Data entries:
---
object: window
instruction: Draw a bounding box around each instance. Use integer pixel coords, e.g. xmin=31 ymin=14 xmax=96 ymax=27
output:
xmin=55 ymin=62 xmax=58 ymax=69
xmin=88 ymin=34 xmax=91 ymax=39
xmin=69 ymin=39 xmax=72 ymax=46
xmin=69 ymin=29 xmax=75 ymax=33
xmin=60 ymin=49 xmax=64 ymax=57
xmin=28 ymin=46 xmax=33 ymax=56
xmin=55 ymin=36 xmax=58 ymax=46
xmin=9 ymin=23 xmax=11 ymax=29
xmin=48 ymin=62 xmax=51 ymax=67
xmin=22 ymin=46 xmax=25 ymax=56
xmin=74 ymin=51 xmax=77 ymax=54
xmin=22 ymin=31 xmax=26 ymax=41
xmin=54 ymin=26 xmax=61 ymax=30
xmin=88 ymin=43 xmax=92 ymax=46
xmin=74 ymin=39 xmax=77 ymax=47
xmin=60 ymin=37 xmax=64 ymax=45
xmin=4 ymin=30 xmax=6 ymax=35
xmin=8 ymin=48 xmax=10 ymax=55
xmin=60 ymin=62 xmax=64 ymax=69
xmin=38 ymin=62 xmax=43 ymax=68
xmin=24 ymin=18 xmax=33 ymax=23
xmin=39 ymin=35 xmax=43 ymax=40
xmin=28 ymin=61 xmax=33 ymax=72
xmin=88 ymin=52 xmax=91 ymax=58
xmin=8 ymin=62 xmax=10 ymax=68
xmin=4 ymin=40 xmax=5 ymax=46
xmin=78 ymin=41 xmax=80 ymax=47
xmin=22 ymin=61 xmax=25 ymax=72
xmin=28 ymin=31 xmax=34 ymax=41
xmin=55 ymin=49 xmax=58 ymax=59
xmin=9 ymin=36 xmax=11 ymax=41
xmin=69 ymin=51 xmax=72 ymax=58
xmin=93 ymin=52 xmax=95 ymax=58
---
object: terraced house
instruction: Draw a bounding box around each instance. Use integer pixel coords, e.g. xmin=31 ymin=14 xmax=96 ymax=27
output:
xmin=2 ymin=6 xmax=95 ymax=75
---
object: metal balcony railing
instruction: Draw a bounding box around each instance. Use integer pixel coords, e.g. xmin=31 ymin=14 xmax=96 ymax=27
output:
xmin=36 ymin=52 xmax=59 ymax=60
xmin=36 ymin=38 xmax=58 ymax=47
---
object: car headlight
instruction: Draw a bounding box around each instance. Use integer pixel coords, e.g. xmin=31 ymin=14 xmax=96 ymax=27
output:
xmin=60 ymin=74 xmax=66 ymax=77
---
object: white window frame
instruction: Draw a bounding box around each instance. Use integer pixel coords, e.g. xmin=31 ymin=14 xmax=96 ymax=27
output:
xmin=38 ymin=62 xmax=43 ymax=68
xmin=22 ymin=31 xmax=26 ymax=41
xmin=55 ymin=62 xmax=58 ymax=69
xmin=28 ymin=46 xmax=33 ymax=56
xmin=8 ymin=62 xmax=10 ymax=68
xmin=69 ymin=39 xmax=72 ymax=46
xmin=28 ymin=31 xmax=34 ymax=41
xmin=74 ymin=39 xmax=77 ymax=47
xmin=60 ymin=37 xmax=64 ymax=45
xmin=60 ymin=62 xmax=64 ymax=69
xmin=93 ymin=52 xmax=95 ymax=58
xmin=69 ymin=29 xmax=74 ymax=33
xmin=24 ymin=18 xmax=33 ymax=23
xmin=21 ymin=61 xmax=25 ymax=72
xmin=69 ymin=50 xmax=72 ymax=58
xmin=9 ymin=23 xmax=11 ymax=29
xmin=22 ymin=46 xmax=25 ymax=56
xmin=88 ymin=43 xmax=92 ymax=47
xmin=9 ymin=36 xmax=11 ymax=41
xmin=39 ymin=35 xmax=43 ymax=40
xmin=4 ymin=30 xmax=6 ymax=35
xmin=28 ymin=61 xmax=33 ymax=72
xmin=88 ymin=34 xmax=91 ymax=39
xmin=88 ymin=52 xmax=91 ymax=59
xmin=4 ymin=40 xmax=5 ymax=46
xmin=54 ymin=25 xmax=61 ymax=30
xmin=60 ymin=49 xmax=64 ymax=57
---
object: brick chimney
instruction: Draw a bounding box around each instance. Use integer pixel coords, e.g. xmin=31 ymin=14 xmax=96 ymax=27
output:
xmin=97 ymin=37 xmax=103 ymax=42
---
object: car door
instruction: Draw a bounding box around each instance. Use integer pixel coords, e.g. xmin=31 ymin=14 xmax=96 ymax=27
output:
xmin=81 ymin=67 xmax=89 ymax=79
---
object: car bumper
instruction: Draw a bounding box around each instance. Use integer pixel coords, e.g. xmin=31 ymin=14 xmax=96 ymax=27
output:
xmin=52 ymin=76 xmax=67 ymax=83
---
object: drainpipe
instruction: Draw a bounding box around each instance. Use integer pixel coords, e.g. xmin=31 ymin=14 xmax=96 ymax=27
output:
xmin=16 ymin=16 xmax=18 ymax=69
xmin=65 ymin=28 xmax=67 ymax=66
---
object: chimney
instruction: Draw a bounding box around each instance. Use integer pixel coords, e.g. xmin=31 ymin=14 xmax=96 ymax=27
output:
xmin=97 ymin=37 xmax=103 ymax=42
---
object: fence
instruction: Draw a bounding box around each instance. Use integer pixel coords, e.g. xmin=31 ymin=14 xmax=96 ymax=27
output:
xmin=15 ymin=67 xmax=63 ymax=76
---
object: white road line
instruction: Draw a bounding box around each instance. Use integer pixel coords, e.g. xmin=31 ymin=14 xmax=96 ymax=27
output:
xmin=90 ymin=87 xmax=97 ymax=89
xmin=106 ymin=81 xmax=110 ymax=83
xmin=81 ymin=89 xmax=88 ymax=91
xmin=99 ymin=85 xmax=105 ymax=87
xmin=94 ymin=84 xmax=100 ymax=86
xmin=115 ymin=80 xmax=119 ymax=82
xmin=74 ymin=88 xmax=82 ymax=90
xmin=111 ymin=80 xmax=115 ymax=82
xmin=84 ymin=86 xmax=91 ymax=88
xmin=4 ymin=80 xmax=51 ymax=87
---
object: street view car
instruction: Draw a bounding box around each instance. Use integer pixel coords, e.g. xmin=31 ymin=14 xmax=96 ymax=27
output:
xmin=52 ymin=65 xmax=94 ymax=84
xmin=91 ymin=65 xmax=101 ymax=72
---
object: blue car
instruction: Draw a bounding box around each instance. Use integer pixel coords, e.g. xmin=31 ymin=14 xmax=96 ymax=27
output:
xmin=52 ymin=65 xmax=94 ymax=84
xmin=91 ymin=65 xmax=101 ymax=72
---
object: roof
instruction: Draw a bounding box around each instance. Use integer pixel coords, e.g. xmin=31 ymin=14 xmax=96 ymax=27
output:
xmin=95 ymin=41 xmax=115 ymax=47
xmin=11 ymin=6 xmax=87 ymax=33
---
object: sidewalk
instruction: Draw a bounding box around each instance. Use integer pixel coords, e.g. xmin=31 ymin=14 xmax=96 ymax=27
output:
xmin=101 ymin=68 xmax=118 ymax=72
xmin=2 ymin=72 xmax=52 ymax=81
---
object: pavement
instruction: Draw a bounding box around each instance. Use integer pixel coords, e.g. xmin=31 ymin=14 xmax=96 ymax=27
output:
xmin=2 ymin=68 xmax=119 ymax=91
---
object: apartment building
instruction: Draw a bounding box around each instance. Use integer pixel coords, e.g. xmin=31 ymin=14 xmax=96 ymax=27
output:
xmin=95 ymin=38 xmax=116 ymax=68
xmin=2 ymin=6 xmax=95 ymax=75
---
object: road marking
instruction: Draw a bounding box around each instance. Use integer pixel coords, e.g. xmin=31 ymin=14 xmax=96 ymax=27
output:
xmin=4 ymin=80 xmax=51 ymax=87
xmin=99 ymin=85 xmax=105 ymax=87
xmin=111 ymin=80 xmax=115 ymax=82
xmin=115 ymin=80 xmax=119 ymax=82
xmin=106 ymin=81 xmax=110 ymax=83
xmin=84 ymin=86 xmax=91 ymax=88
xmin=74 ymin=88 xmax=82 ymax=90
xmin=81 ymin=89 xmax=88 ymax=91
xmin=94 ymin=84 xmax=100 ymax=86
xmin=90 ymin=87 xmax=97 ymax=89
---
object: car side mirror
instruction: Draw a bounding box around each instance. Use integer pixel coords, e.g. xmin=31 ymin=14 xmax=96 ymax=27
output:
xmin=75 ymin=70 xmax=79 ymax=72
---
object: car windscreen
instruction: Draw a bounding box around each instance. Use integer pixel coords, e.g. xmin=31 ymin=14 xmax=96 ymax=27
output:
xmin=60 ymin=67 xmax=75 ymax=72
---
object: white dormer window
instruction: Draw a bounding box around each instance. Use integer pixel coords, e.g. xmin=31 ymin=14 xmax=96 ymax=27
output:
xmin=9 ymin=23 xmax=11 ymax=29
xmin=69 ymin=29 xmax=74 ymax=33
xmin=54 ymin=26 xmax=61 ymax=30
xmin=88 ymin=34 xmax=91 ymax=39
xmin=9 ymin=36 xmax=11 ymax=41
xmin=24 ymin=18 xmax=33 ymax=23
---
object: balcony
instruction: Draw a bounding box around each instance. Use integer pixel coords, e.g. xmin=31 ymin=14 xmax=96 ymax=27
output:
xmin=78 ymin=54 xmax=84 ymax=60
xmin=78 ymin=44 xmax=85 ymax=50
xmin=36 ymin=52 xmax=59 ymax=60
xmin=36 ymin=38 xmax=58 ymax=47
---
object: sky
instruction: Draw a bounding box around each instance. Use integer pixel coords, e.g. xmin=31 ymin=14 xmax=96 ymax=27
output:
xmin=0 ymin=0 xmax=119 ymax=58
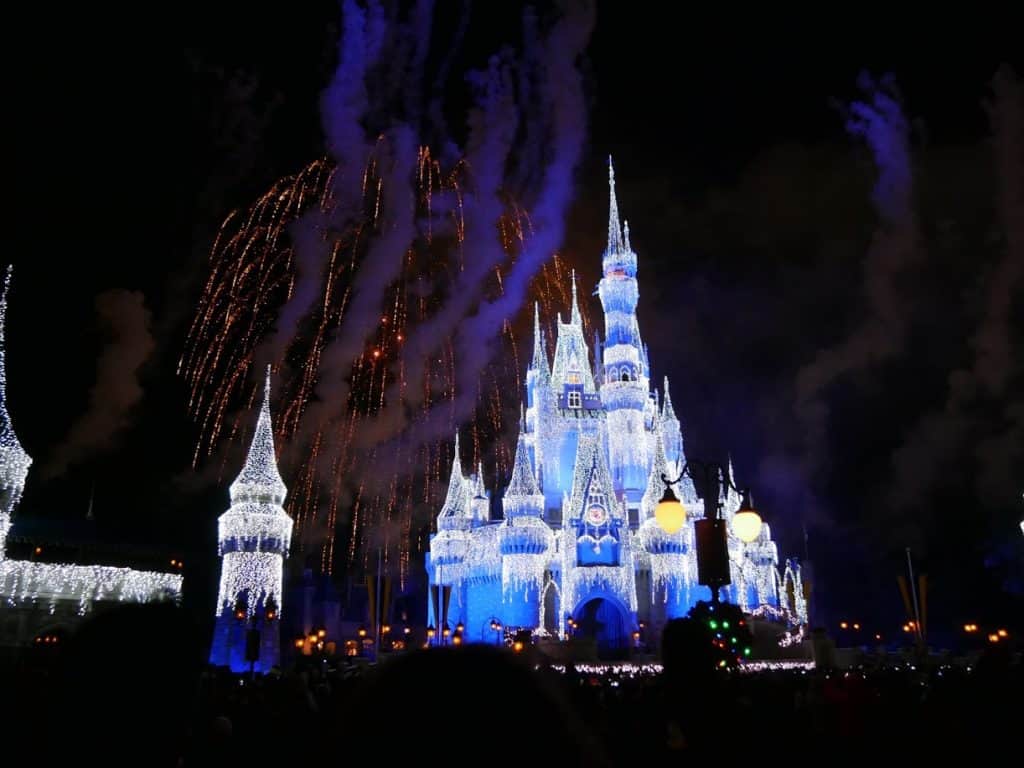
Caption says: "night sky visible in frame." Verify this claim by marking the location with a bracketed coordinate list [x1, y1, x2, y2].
[6, 2, 1022, 641]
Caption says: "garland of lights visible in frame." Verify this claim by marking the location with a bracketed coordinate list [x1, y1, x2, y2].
[1, 560, 182, 613]
[214, 551, 283, 617]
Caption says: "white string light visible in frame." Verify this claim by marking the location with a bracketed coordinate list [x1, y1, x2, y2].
[213, 368, 292, 619]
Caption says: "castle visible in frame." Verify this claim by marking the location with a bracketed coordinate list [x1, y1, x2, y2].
[427, 162, 806, 651]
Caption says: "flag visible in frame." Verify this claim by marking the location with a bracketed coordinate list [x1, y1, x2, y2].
[918, 573, 927, 641]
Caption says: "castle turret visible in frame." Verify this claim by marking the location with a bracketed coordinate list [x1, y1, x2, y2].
[661, 377, 683, 475]
[0, 267, 30, 558]
[598, 160, 648, 515]
[210, 367, 293, 673]
[470, 462, 490, 526]
[638, 423, 693, 618]
[503, 428, 544, 520]
[498, 428, 554, 628]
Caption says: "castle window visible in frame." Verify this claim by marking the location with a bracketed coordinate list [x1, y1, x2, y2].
[567, 391, 581, 409]
[620, 369, 630, 382]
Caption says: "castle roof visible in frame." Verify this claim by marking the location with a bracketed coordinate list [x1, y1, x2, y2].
[229, 367, 287, 506]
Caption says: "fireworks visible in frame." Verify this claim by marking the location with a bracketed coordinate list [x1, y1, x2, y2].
[181, 0, 593, 587]
[180, 149, 590, 586]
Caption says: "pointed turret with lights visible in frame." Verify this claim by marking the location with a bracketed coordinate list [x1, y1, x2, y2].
[0, 267, 30, 558]
[209, 366, 293, 674]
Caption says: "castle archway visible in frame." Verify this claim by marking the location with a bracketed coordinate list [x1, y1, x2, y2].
[572, 592, 631, 659]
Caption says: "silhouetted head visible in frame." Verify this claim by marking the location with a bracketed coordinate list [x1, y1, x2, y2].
[661, 617, 716, 679]
[333, 645, 607, 766]
[57, 602, 202, 766]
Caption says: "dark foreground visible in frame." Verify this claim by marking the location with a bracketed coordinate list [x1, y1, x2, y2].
[7, 603, 1019, 767]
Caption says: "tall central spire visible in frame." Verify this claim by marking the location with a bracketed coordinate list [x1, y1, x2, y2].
[607, 156, 624, 255]
[570, 270, 582, 326]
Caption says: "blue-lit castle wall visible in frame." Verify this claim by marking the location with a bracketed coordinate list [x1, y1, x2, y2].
[426, 162, 806, 650]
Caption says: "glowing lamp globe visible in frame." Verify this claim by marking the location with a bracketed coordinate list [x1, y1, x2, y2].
[732, 511, 763, 543]
[655, 485, 686, 534]
[731, 490, 762, 543]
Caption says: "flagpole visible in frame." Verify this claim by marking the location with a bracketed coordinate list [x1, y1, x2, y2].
[905, 547, 923, 646]
[374, 546, 382, 660]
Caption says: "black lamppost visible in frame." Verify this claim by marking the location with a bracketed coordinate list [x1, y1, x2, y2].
[655, 461, 762, 604]
[235, 594, 278, 677]
[488, 618, 503, 646]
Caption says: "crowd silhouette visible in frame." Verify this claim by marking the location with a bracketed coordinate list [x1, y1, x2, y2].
[6, 603, 1019, 767]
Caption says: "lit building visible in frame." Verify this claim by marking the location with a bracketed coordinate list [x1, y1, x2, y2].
[426, 162, 807, 652]
[208, 367, 293, 673]
[0, 268, 181, 649]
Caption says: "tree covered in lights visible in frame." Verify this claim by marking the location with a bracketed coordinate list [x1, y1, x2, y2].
[687, 600, 755, 669]
[425, 162, 806, 652]
[209, 367, 293, 674]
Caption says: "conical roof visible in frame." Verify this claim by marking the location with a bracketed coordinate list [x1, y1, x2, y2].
[229, 366, 287, 505]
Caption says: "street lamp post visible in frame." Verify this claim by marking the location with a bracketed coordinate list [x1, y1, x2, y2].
[235, 594, 277, 678]
[488, 618, 503, 646]
[656, 460, 763, 605]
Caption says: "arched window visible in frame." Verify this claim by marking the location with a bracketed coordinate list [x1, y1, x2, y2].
[620, 369, 630, 382]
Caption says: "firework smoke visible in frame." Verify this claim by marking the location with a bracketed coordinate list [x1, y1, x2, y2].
[182, 1, 595, 583]
[888, 66, 1024, 513]
[788, 74, 919, 522]
[47, 290, 155, 477]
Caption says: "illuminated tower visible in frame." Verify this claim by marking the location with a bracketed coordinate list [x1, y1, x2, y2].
[209, 367, 293, 673]
[598, 159, 649, 521]
[427, 433, 473, 635]
[0, 267, 30, 559]
[497, 426, 553, 630]
[661, 377, 683, 476]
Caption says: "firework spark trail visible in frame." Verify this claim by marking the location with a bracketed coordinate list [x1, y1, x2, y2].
[359, 0, 595, 455]
[363, 52, 521, 447]
[181, 2, 595, 581]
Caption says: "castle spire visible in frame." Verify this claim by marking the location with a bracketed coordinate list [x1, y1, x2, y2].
[531, 302, 550, 380]
[229, 366, 287, 505]
[438, 431, 468, 522]
[623, 220, 632, 253]
[452, 430, 462, 476]
[0, 265, 32, 505]
[570, 269, 582, 326]
[662, 376, 677, 422]
[506, 428, 541, 499]
[475, 461, 486, 497]
[641, 420, 668, 520]
[607, 156, 624, 254]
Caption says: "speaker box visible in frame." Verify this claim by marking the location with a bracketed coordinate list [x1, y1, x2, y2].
[695, 518, 730, 588]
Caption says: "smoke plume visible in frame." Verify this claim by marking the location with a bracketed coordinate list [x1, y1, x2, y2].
[46, 290, 155, 477]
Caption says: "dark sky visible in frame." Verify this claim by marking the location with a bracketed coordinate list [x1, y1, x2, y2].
[5, 2, 1022, 639]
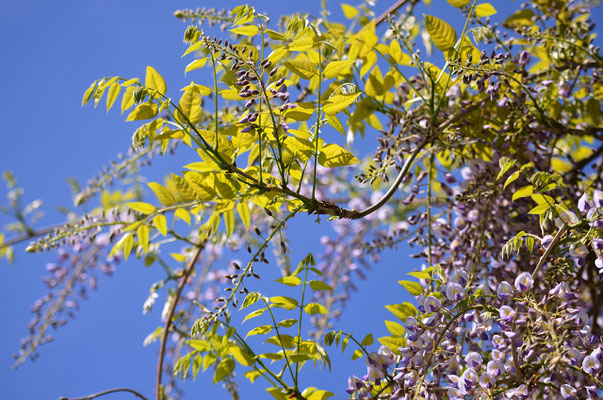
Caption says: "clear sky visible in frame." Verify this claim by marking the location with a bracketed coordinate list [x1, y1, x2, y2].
[1, 1, 599, 400]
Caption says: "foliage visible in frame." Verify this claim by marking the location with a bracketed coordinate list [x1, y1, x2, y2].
[2, 0, 602, 399]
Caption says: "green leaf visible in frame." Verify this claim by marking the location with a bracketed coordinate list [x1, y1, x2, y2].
[278, 319, 298, 328]
[385, 302, 418, 322]
[304, 303, 328, 314]
[276, 276, 302, 287]
[126, 202, 156, 214]
[176, 86, 203, 125]
[121, 86, 135, 113]
[242, 308, 266, 323]
[229, 25, 259, 37]
[236, 202, 251, 230]
[341, 3, 359, 19]
[504, 170, 520, 189]
[322, 92, 360, 115]
[503, 9, 535, 28]
[304, 388, 335, 400]
[424, 15, 458, 51]
[351, 349, 364, 360]
[106, 82, 121, 112]
[283, 60, 317, 79]
[241, 292, 261, 309]
[224, 209, 235, 238]
[229, 345, 255, 366]
[318, 144, 360, 167]
[185, 58, 208, 75]
[148, 182, 176, 207]
[325, 114, 345, 135]
[82, 82, 97, 106]
[385, 320, 405, 336]
[213, 358, 235, 383]
[192, 355, 202, 379]
[270, 296, 298, 310]
[126, 103, 158, 121]
[265, 334, 296, 348]
[398, 280, 423, 296]
[360, 333, 373, 346]
[188, 339, 211, 352]
[289, 35, 314, 52]
[145, 66, 167, 95]
[497, 157, 516, 180]
[246, 325, 273, 338]
[475, 3, 497, 17]
[512, 185, 533, 201]
[323, 60, 355, 79]
[407, 270, 430, 280]
[153, 214, 167, 236]
[309, 280, 333, 291]
[377, 336, 405, 355]
[447, 0, 470, 7]
[174, 208, 191, 225]
[136, 224, 149, 251]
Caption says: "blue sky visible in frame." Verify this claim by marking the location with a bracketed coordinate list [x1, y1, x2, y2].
[2, 1, 599, 399]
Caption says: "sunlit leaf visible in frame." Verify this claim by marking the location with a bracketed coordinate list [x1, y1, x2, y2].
[229, 25, 259, 37]
[106, 82, 121, 112]
[424, 15, 458, 51]
[126, 103, 158, 121]
[126, 202, 156, 215]
[148, 182, 176, 206]
[145, 66, 167, 95]
[318, 144, 360, 167]
[153, 214, 167, 236]
[323, 60, 355, 79]
[475, 3, 497, 17]
[213, 358, 235, 383]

## Exercise prompt
The answer is every line in the data where the word "chimney" appears.

## Response to the task
object: brick chimney
object: chimney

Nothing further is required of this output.